Completa quanto segue:
a. Traduci in inglese questa frase del testo sulla sinagoga di Roma: "La sinagoga, o meglio, come fu chiamata, il Tempio maggiore, fu costruita fra il 1901 e il 1904 nello spazio del vecchio ghetto."
b. Rispondi alle seguenti domande in base al testo sulla sinagoga di Roma.
(i) In quale anno iniziò la demolizione del ghetto?
(ii) Di quali architetti era il progetto della sinagoga?
(iii) In quale anno fu demolito l'edificio delle Cinque Scole?

Testo:
○ ○ ○

La sinagoga di Roma in cui si recherà in visita il 17 gennaio Benedetto XVI, la stessa in cui il 13 aprile 1986 andò Giovanni Paolo II, ha poco più di un secolo di vita, non molto rispetto alla lunga e complessa storia di convivenza tra papi ed ebrei nella città di Roma. L’alto edificio che si erge sul Lungotevere, proprio di fronte all’isola Tiberina, in vista della cupola di San Pietro, rappresenta in realtà proprio la fine di tale convivenza e sottolinea il cambiamento avvenuto nella condizione degli ebrei a Roma, ormai cittadini a pieno titolo dello Stato italiano e non più sudditi discriminati dello Stato papale. La sinagoga, o meglio, come fu chiamata, il Tempio maggiore, fu costruita fra il 1901 e il 1904 nello spazio del vecchio ghetto.
Era questo un trapezio di tre ettari, lungo 270 metri circa verso il Tevere, 180 dall’altra parte, per una profondità di 150 metri circa. La demolizione del ghetto, in attuazione del piano regolatore di Roma Capitale del 1873, iniziò nel 1885 e durò un anno. Il quartiere, così come lo vediamo oggi nei suoi tre isolati di stile umbertino (uno di palazzine liberty su via Catalana, e due su via Portico d’Ottavia), fu finito di ricostruire nel 1911. Contemporaneamente, la costruzione dei muraglioni sul Tevere consentiva la bonifica della zona e metteva termine alle terribili inondazioni della città. La demolizione del ghetto obbediva a ragioni concrete, quali l’estremo degrado del vecchio ghetto e la politica urbanistica del nuovo Stato, ma anche a precise ragioni politicoideologiche: ciò che si abbatteva era il simbolo della subordinazione e della discriminazione degli ebrei. Essa ebbe tuttavia pesanti costi umani, a causa della necessità di spostare gli abitanti verso altre zone: Trastevere e Monteverde per i più poveri, l’Esquilino, dove nel 1914 sarà inaugurato il tempio di via Balbo, per i più benestanti.
L’edificio che riuniva le antiche sinagoghe, le Cinque Scole, pur semidistrutto da un incendio nel 1893, continuò a essere utilizzato durante la costruzione della nuova grande sinagoga, per essere poi, inspiegabilmente, demolito nel 1908.
ll progetto della sinagoga era degli architetti Costa e Armanni, lo stile quello eclettico greco-assiro-babilonese, vicino a quello più moresco che aveva già ispirato la costruzione delle sinagoghe di Torino e Firenze. Lo spirito, quello di innalzare un edificio di culto che simboleggiasse la raggiunta uguaglianza e libertà, dopo le limitazioni pesantissime che, fin dai tempi del codice teodosiano, del V secolo e poi ancor più nel 1555 con la costruzione del ghetto, avevano limitato il numero delle sinagoghe, la loro altezza e ancor più la loro visibilità.

○ ○ ○

Dati forniti:
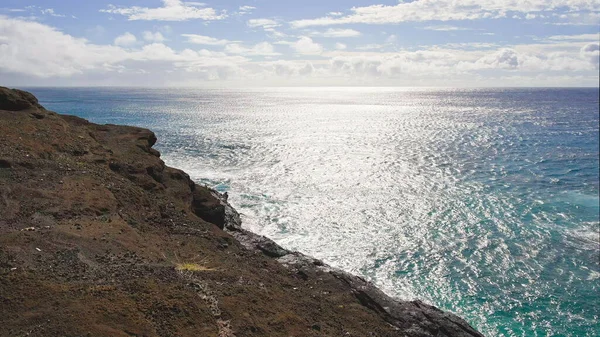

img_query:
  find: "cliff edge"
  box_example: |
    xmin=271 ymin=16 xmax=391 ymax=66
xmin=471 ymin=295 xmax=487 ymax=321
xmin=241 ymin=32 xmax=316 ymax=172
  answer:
xmin=0 ymin=87 xmax=482 ymax=337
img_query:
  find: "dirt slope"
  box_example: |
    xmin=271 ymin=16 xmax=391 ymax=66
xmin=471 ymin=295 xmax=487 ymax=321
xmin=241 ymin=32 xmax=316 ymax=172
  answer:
xmin=0 ymin=87 xmax=481 ymax=336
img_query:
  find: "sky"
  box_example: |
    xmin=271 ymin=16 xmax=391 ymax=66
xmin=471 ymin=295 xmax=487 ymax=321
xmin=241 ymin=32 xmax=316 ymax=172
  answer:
xmin=0 ymin=0 xmax=600 ymax=87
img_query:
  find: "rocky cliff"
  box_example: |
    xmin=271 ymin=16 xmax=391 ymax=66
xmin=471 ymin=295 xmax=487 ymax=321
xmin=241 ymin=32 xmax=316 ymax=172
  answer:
xmin=0 ymin=88 xmax=481 ymax=337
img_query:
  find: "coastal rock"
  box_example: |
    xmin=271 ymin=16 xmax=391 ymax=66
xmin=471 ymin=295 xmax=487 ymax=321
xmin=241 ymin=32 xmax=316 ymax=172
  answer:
xmin=0 ymin=88 xmax=481 ymax=337
xmin=0 ymin=87 xmax=42 ymax=111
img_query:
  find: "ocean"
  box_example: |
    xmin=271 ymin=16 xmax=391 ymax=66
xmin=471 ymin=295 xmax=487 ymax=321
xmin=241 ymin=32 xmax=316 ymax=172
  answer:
xmin=25 ymin=88 xmax=600 ymax=337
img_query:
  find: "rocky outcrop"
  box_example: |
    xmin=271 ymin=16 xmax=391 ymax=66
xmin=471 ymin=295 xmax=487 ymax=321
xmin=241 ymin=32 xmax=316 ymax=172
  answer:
xmin=0 ymin=87 xmax=41 ymax=111
xmin=0 ymin=88 xmax=481 ymax=336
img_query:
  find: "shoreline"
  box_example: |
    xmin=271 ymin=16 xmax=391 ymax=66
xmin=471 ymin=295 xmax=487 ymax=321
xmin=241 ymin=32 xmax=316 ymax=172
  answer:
xmin=0 ymin=87 xmax=482 ymax=337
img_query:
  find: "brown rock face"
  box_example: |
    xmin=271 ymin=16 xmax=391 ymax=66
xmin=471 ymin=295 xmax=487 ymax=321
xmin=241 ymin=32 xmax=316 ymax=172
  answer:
xmin=0 ymin=87 xmax=41 ymax=111
xmin=0 ymin=88 xmax=481 ymax=337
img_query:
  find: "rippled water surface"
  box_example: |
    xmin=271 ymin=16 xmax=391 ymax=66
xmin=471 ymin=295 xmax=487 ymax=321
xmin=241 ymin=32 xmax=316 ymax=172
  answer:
xmin=30 ymin=88 xmax=600 ymax=336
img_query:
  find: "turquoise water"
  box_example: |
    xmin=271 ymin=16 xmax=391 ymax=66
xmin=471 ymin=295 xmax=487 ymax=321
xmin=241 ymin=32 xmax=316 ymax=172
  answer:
xmin=29 ymin=88 xmax=600 ymax=336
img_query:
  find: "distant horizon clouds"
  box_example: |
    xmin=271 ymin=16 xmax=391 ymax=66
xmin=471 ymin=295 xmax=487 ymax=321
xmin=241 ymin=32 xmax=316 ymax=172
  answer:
xmin=0 ymin=0 xmax=600 ymax=87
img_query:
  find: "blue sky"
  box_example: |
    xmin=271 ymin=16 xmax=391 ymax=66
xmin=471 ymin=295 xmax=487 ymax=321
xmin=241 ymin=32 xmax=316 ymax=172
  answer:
xmin=0 ymin=0 xmax=600 ymax=86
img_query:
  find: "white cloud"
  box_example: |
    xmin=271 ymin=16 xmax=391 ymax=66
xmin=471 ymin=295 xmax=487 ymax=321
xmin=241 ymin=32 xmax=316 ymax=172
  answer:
xmin=100 ymin=0 xmax=227 ymax=21
xmin=0 ymin=16 xmax=248 ymax=83
xmin=115 ymin=32 xmax=137 ymax=46
xmin=181 ymin=34 xmax=233 ymax=46
xmin=0 ymin=15 xmax=600 ymax=86
xmin=545 ymin=34 xmax=600 ymax=41
xmin=385 ymin=34 xmax=398 ymax=44
xmin=238 ymin=6 xmax=256 ymax=15
xmin=291 ymin=36 xmax=323 ymax=55
xmin=580 ymin=42 xmax=600 ymax=69
xmin=310 ymin=28 xmax=362 ymax=38
xmin=248 ymin=19 xmax=281 ymax=30
xmin=41 ymin=8 xmax=65 ymax=18
xmin=423 ymin=25 xmax=469 ymax=32
xmin=225 ymin=42 xmax=281 ymax=56
xmin=291 ymin=0 xmax=600 ymax=28
xmin=142 ymin=31 xmax=166 ymax=42
xmin=335 ymin=42 xmax=348 ymax=50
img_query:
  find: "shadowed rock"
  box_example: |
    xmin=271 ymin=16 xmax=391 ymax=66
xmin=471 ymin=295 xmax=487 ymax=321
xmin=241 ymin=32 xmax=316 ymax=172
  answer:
xmin=0 ymin=87 xmax=42 ymax=111
xmin=0 ymin=88 xmax=481 ymax=337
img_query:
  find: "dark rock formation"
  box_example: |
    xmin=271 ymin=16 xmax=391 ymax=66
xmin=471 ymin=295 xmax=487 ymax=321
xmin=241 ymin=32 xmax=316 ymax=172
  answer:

○ ○ ○

Soluzioni in sequenza:
a. The synagogue, or rather, as it was called, the Great Temple, was built between 1901 and 1904 on the site of the old ghetto.

b.
(i) Nel 1885.
(ii) Costa e Armanni.
(iii) Nel 1908.